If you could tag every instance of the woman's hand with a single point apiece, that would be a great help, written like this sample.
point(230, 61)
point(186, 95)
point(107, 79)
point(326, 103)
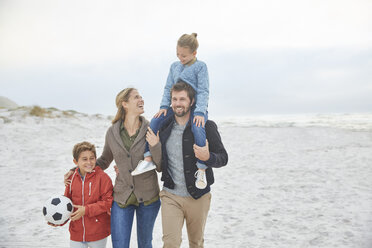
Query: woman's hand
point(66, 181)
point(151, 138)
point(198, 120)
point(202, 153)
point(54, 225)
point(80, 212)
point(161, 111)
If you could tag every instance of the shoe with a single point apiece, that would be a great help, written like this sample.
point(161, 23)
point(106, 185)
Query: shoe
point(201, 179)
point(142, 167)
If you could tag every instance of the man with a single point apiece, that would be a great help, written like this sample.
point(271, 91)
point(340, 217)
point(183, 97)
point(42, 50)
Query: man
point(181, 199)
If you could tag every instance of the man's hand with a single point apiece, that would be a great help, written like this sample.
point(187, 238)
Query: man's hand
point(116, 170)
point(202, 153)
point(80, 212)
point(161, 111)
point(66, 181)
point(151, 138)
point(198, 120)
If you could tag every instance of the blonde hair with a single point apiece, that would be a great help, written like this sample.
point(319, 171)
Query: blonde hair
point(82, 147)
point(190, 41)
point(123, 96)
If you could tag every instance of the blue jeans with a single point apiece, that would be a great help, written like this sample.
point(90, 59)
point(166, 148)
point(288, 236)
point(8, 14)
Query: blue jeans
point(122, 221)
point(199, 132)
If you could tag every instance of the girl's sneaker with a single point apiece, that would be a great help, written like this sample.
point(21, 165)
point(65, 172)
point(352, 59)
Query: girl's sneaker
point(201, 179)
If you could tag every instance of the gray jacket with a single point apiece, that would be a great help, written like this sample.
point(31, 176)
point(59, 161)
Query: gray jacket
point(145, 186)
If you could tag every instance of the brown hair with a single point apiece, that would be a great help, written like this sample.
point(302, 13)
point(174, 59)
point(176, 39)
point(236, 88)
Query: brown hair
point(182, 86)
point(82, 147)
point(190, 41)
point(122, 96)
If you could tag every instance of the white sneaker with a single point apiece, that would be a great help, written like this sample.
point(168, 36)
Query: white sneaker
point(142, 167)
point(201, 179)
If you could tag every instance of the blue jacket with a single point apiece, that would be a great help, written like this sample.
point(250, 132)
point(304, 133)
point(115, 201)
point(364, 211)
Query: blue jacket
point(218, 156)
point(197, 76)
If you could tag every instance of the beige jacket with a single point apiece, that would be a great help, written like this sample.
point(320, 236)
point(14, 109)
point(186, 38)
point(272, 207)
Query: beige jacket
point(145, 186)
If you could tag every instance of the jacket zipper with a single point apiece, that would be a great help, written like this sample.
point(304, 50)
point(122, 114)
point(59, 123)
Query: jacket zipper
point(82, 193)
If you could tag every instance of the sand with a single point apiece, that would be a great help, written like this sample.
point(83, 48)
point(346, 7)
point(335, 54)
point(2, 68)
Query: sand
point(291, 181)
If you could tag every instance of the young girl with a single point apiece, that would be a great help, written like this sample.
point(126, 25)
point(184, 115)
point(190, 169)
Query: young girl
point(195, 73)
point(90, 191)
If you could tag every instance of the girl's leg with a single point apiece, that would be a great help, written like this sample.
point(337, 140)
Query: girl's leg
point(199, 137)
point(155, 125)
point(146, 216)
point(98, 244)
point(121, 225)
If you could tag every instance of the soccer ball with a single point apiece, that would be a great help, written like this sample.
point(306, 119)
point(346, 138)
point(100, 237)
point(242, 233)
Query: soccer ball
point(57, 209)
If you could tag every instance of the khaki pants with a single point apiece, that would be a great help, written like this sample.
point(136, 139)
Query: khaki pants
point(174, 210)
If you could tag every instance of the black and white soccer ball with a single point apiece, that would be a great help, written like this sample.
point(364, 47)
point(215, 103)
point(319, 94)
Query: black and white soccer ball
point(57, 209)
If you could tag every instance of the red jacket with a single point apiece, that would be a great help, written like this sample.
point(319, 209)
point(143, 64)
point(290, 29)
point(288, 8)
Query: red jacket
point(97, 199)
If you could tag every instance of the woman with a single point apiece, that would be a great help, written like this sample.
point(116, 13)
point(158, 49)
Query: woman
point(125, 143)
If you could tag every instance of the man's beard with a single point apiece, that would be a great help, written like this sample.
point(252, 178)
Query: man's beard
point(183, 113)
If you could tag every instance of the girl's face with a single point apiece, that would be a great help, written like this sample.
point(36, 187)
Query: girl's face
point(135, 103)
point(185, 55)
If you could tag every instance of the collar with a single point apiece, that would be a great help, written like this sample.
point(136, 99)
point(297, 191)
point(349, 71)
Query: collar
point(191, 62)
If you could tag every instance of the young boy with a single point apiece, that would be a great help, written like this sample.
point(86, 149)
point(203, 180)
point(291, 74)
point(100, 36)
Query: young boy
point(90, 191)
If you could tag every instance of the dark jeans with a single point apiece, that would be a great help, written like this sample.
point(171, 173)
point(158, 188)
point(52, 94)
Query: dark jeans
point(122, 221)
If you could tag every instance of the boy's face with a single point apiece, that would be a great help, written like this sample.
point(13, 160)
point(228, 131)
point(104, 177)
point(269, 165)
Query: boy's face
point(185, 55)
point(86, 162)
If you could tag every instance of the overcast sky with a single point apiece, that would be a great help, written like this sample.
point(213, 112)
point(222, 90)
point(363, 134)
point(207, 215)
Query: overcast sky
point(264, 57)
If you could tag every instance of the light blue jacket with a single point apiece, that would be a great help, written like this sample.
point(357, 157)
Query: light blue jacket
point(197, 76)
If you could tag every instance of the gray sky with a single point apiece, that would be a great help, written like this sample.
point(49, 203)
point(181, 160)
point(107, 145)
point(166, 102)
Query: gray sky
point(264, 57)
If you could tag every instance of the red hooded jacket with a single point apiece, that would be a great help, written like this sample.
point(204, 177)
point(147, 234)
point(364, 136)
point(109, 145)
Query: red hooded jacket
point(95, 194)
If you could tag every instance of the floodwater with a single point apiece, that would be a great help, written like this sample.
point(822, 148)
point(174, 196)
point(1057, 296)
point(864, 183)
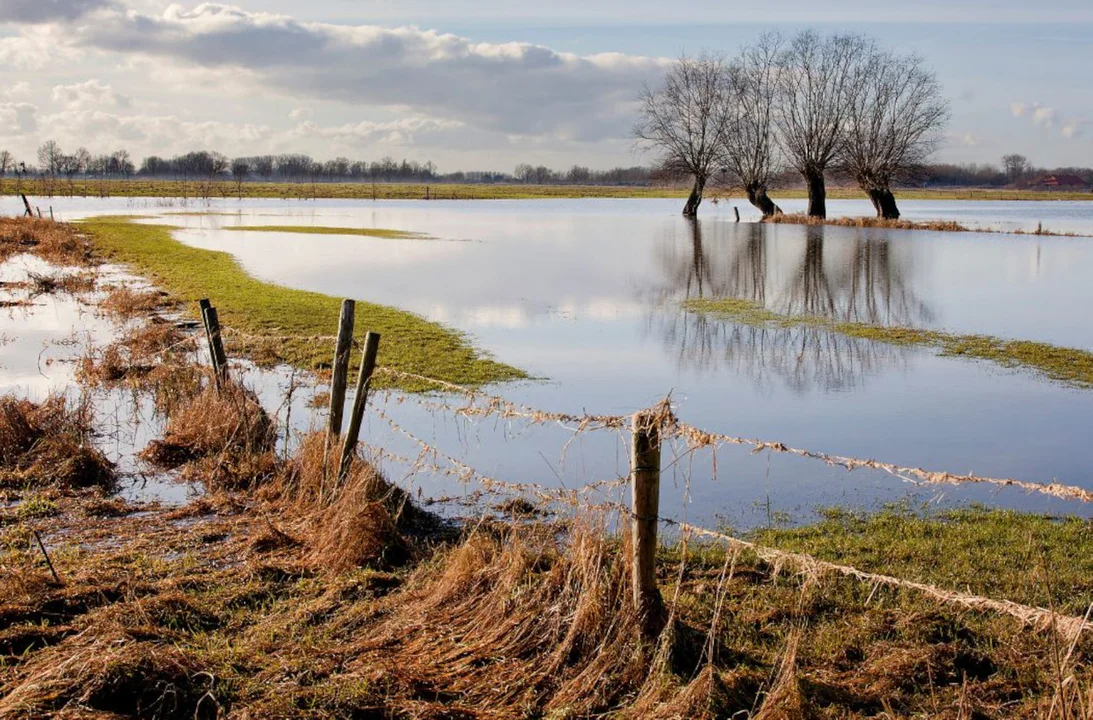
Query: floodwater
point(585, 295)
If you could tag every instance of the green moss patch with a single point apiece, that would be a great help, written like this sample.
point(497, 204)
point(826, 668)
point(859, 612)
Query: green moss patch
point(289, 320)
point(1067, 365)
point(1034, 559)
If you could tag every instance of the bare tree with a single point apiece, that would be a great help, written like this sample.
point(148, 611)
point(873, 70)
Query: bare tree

■ Work order ■
Tally the lines above containing "bare". Answer with the count only.

■ Solution ■
2